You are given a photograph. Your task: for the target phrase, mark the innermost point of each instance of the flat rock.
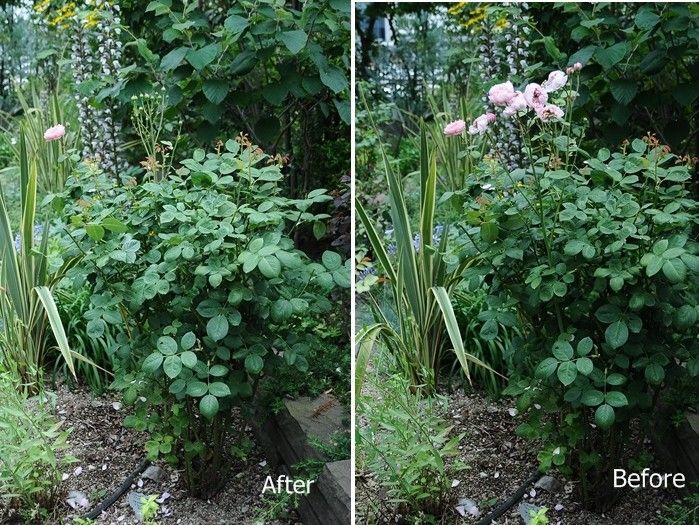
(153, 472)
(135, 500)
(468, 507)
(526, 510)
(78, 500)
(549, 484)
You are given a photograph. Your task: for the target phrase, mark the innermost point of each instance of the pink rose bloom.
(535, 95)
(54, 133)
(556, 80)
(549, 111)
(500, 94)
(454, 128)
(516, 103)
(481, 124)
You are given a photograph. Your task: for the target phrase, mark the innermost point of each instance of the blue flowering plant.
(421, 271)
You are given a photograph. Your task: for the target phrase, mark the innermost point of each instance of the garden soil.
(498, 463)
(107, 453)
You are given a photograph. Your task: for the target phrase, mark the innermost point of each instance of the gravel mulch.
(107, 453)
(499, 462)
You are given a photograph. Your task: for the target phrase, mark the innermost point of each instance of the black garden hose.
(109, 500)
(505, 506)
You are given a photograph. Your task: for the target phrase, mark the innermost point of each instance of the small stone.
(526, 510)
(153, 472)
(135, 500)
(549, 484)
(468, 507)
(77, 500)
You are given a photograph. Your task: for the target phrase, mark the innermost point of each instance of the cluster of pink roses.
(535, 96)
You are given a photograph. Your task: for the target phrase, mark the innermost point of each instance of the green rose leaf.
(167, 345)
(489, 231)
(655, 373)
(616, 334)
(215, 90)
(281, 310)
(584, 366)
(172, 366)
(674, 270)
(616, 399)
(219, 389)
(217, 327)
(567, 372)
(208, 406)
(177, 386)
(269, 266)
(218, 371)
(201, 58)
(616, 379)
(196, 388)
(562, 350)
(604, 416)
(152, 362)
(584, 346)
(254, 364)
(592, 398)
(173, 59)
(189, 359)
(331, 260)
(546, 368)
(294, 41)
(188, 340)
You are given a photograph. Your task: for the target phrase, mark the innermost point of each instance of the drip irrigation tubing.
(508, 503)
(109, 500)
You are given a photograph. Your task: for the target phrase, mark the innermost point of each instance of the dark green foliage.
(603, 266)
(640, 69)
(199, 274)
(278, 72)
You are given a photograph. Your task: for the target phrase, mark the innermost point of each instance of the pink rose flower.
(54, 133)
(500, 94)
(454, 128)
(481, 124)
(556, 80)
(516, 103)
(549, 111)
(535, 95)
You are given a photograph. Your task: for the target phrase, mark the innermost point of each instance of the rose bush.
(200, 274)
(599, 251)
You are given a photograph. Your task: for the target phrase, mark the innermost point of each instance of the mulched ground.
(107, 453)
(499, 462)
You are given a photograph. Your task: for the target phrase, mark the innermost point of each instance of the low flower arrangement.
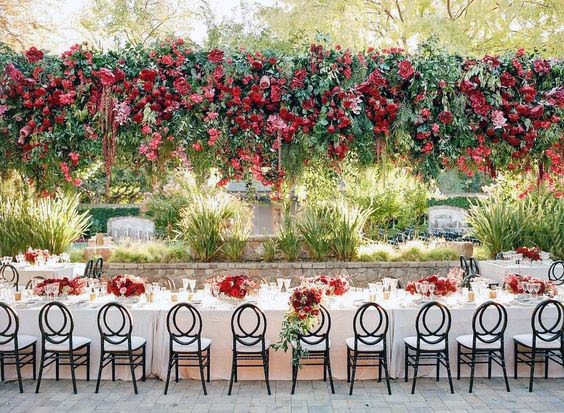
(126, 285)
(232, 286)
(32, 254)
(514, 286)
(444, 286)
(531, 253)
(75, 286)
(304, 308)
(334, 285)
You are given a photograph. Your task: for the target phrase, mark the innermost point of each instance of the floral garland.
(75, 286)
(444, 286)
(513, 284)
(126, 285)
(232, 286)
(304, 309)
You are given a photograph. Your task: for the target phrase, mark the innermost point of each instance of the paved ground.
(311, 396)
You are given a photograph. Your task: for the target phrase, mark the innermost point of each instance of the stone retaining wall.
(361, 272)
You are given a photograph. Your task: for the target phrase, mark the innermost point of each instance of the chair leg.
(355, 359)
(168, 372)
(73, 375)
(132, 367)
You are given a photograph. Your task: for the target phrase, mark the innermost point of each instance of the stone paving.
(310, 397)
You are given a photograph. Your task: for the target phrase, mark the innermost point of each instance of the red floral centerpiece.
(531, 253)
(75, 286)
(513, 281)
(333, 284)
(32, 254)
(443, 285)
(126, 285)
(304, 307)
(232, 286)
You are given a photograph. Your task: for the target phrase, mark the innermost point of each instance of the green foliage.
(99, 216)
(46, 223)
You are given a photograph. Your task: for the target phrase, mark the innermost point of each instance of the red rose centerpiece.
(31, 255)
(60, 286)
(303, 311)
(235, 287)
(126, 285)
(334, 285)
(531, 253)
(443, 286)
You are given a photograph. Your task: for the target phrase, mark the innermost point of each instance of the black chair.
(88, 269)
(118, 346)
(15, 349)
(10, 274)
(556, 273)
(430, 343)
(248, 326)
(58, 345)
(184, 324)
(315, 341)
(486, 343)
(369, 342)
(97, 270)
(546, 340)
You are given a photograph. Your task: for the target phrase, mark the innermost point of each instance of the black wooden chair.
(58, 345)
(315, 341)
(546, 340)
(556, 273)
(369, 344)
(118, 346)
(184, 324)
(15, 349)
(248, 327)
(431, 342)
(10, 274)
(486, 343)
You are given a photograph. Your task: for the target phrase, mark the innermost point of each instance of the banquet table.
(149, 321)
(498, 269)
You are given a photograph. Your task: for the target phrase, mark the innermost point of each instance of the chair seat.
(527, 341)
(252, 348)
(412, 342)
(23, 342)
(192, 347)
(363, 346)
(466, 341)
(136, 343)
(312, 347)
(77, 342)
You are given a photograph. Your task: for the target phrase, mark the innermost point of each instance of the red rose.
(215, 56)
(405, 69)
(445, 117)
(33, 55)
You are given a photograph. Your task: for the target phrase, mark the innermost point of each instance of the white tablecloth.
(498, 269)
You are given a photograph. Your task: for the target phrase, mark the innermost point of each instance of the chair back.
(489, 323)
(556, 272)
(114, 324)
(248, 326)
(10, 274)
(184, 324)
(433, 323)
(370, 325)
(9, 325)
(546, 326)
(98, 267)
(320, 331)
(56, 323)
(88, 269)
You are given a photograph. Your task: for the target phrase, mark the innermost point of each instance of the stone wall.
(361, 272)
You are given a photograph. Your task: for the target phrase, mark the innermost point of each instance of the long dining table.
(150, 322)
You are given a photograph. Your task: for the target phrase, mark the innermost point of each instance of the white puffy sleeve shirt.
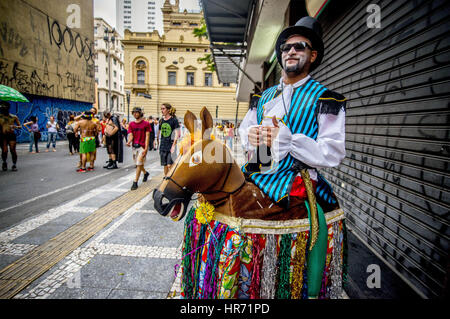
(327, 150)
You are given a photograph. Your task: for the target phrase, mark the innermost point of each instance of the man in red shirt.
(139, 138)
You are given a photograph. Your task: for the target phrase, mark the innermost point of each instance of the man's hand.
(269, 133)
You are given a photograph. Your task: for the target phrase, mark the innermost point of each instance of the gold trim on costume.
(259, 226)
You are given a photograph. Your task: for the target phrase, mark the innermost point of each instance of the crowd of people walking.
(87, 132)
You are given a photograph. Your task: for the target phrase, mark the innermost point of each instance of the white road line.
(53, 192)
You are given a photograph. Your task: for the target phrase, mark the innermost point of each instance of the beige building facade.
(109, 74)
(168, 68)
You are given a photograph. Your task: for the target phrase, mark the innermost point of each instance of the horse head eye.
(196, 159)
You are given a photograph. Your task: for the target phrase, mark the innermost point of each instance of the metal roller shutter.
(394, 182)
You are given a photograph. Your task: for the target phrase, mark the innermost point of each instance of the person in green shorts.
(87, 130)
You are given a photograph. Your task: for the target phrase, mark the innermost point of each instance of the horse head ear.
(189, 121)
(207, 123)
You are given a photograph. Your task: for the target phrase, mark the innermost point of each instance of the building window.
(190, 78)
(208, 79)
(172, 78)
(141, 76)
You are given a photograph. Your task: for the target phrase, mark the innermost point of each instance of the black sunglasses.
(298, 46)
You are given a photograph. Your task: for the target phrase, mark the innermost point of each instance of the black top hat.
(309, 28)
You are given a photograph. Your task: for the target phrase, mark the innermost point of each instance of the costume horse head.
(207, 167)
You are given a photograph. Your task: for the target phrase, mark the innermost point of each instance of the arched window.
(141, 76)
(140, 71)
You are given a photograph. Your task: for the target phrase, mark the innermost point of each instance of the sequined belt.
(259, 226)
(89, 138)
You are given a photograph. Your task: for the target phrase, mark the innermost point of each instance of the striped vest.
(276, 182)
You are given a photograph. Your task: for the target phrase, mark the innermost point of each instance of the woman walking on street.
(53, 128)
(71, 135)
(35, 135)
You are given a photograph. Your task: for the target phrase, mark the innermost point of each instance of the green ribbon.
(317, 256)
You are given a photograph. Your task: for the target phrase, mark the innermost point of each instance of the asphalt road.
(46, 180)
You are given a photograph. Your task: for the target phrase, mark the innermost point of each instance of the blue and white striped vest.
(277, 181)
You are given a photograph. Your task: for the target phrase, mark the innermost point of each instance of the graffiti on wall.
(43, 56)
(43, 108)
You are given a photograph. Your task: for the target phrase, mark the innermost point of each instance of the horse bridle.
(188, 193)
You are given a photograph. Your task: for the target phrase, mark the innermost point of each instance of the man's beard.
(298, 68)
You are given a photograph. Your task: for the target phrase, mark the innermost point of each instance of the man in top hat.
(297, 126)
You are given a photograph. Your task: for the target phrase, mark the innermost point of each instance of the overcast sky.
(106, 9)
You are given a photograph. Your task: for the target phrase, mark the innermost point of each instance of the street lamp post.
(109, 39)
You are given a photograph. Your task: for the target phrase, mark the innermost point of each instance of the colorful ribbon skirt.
━━━━━━━━━━━━━━━━
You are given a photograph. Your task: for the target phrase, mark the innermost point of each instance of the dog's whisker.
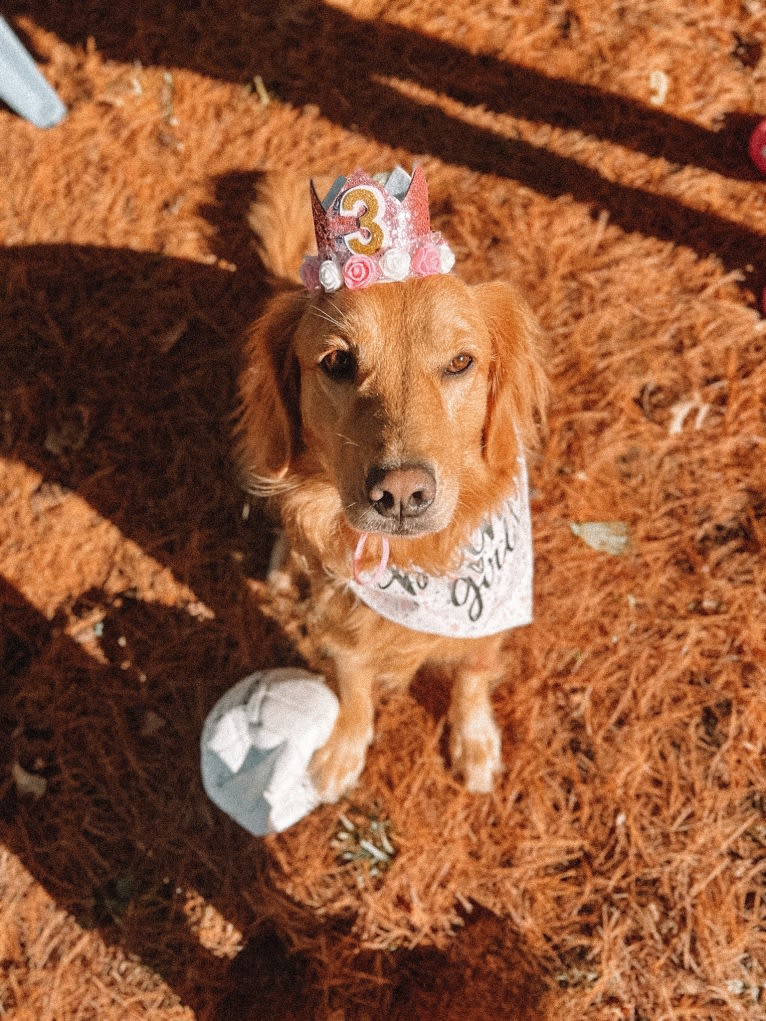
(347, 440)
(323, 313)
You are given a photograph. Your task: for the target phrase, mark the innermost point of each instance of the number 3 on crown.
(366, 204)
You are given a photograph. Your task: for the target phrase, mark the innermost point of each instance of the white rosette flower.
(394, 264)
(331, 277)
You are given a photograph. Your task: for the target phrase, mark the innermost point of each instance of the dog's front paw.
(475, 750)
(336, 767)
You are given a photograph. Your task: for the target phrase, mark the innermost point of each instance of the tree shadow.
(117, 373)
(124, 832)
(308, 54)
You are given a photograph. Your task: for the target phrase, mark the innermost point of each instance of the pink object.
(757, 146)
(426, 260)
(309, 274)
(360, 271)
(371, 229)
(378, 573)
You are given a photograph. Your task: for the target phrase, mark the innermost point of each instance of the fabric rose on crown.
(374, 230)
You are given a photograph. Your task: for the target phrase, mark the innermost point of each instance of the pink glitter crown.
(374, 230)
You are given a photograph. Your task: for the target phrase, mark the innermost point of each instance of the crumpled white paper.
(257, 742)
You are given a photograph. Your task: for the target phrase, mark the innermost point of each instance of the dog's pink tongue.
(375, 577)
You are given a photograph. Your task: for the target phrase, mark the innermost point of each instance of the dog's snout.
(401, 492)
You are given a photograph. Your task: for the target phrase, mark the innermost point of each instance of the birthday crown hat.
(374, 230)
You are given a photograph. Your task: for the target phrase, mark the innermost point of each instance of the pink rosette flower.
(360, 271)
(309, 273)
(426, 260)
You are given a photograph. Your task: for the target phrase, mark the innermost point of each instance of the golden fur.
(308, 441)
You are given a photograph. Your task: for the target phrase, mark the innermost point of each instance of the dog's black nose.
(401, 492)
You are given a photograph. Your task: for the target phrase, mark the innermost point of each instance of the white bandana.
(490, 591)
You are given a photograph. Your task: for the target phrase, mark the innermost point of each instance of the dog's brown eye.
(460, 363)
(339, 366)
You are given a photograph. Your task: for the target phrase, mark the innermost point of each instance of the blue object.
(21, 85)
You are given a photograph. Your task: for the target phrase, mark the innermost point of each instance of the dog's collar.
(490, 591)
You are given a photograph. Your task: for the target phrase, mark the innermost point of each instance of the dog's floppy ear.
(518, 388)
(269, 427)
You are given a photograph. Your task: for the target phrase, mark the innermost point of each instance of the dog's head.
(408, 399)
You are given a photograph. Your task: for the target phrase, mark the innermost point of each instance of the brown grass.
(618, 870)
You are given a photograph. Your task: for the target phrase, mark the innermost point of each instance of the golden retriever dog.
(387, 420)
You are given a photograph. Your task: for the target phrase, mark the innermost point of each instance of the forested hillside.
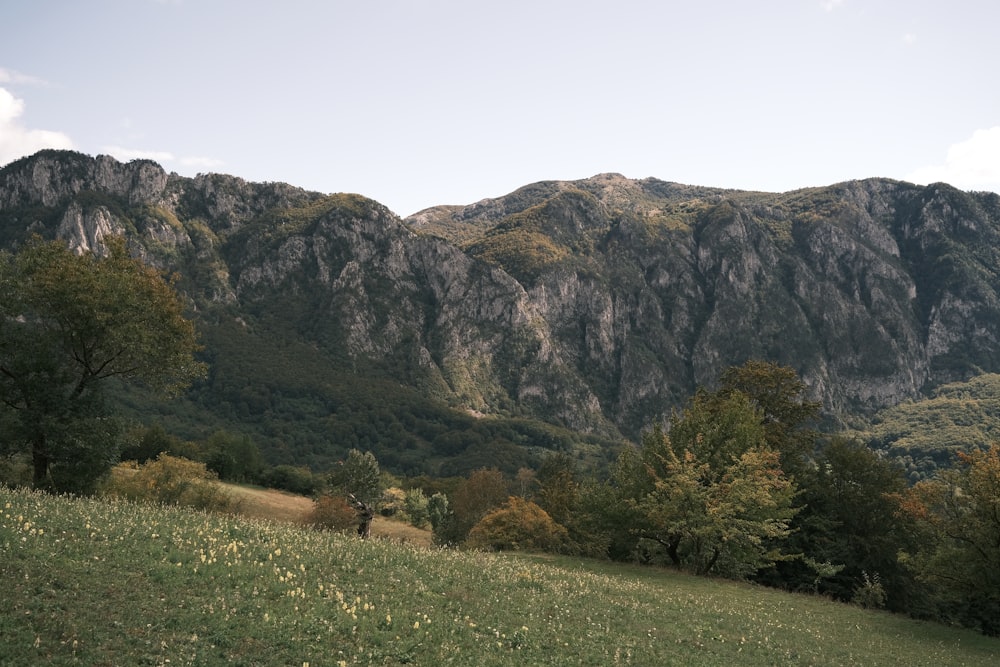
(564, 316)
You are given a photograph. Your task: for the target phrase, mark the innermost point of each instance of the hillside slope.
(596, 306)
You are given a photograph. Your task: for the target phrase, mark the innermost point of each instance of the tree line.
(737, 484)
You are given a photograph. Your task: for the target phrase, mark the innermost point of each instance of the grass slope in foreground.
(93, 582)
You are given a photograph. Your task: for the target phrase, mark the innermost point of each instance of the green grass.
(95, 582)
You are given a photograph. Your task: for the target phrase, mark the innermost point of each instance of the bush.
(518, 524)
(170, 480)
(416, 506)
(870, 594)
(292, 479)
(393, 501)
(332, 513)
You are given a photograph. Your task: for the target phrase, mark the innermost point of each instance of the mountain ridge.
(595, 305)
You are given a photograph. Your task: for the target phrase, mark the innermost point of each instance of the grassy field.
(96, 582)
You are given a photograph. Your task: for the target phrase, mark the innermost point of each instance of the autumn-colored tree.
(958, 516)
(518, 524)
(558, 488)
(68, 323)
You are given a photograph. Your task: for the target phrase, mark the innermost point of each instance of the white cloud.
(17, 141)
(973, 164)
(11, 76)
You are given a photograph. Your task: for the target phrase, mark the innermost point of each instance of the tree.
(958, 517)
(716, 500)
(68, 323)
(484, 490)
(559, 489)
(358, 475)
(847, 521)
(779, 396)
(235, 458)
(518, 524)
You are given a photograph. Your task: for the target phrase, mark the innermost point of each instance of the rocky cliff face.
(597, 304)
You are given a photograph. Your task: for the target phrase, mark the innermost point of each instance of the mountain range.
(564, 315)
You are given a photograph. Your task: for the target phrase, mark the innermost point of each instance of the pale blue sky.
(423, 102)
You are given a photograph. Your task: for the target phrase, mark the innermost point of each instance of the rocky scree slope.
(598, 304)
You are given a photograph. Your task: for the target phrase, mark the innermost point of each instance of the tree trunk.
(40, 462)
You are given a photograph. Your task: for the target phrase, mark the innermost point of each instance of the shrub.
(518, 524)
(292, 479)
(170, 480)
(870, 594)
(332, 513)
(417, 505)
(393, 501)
━━━━━━━━━━━━━━━━
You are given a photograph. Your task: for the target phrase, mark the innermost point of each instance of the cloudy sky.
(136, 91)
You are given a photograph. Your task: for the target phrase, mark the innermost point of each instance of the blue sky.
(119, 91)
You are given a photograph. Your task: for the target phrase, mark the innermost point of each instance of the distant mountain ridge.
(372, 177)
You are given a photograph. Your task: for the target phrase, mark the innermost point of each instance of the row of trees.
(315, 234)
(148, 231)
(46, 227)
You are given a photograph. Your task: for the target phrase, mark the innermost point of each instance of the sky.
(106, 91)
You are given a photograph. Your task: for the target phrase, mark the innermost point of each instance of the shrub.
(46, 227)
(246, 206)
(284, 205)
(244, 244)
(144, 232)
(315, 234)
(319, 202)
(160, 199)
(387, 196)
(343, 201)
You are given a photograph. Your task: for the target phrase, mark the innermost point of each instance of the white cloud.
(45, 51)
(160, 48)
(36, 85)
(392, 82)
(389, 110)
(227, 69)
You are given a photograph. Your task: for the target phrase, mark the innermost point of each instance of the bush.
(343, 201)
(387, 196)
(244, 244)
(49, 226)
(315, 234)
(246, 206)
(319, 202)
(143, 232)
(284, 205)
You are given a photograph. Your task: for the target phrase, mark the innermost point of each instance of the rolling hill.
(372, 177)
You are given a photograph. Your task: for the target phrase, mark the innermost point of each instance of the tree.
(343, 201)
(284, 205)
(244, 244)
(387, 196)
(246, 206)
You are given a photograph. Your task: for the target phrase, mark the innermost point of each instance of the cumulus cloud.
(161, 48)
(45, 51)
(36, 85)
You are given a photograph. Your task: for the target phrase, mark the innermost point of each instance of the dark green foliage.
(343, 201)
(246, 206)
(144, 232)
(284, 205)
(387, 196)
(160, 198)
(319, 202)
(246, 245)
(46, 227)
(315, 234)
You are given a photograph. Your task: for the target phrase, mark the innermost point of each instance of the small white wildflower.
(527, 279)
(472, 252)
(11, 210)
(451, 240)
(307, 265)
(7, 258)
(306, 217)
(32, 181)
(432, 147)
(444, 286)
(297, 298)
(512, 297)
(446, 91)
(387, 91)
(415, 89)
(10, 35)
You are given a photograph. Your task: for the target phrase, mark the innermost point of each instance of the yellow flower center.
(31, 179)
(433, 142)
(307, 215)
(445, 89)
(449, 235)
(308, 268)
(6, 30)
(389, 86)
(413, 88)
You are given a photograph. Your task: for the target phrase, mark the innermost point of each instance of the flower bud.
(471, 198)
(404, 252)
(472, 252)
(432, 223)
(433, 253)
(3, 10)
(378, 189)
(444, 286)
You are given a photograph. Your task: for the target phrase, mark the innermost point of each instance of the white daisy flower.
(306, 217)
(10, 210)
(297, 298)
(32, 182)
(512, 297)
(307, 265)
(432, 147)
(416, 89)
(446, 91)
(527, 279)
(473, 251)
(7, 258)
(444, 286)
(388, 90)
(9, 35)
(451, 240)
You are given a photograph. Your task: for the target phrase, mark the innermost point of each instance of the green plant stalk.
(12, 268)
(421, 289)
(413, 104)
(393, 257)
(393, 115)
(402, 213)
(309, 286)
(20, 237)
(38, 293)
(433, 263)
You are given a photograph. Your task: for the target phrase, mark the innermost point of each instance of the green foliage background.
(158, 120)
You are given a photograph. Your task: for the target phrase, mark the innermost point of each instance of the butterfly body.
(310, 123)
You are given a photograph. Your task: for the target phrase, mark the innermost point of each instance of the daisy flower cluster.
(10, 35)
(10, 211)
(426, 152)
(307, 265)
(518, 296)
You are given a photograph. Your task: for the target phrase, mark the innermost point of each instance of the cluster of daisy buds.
━━━━━━━━━━━━━━━━
Task brief: Find every line in the listing above that contains the word "object", and copy each of those lines in full.

The answer:
You are given a photograph. Your task: for the target phrase, mark the innermost point of each instance of the pink object.
You are given a photograph. Your task: for the target phrase, mark the innermost point of each instance of the blue object.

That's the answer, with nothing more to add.